• INPUT FOR THIS TASK:
+++
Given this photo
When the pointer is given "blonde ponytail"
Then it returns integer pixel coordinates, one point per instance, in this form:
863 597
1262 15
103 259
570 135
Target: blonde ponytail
+++
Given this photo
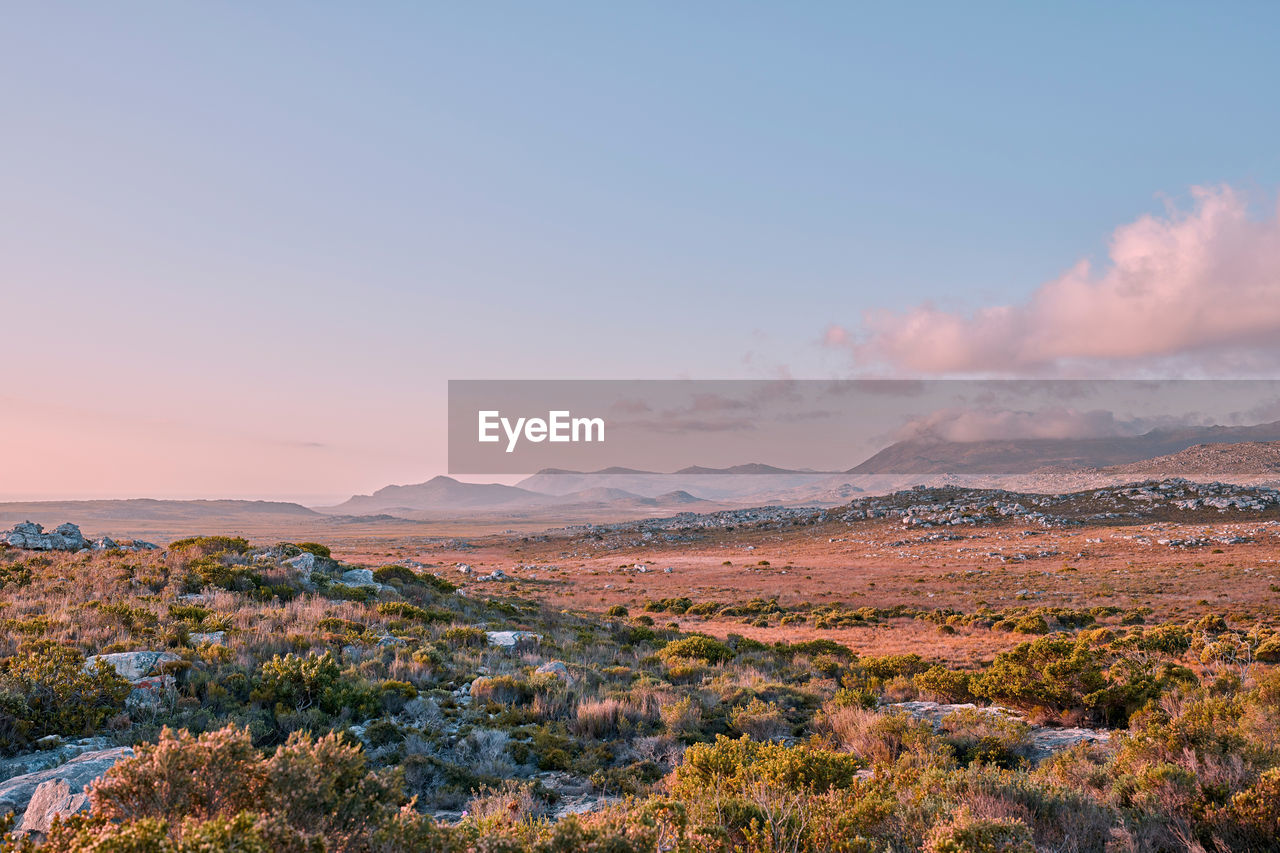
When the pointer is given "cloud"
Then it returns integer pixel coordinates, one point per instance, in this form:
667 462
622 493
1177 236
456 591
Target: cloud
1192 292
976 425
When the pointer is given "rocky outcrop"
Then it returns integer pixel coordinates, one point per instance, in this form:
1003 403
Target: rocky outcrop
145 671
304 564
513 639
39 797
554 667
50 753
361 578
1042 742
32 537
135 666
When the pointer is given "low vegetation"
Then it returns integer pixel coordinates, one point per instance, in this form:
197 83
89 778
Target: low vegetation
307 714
+++
• TASK PROMPT:
How many lines of the material above contain the word "blonde"? Reply with the number only.

• TASK OUTPUT:
2